Supplied passage
Cert-based Enterprise Authentication backup plan

December 5, 2013 at 12:12 am Leave a comment

If you run a of business and any form of credit or debit card information traverses your network, and you have  a wireless network attached, you should only be using serious security for the WLANs.   By that, I mean Enterprise Auth, preferably based on device certificates.  You could use pre-shared key security, as it makes things so much easier to install and maintain, but it can be cracked, not to mention those keys are “the keys to the kingdom”.  If a bad guy (hacker, disgruntled employee, etc.) gets a hold of the keys, you’ll have to change them on every remote device to ensure that everything is secure again.  Not a fun prospect.

Anyhow, when running certificate-based Enterprise Authentication, there are no known hacks, but an expired cert could cause a device to drop off the network until it could pull a new certificate.  Or, something could go very wrong, potentially causing all devices on your WLAN to be unable to authenticate.

So, when you have a hundred remote sites, and someone forgot to update a critical certificate, how do you get all the devices communicating again?

Road Trip!!

Unfortunately, if you are already in that nightmare situation, it will likely require boots on the ground at all of those sites to fix.

Given exercise 1
Summarize the post on certificate-based wireless authentication in two sentences.
Given exercise 2
List every drawback of pre-shared key security that the post on certificate-based wireless authentication gives.

Dataset content
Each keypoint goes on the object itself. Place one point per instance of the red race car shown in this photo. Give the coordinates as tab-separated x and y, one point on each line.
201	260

Right answer 1
The post advises businesses whose networks carry credit or debit card information and have wireless attached to use Enterprise Authentication, preferably based on device certificates, rather than pre-shared keys, which can be cracked and would have to be changed on every remote device if a bad guy got hold of them. It warns that certificate-based authentication can still fail if a certificate expires or something goes very wrong, and that restoring devices across many remote sites will likely require people on the ground at each one.

Right answer 2
- It can be cracked.
- The keys are "the keys to the kingdom."
- If a bad guy gets hold of the keys, they have to be changed on every remote device to make everything secure again.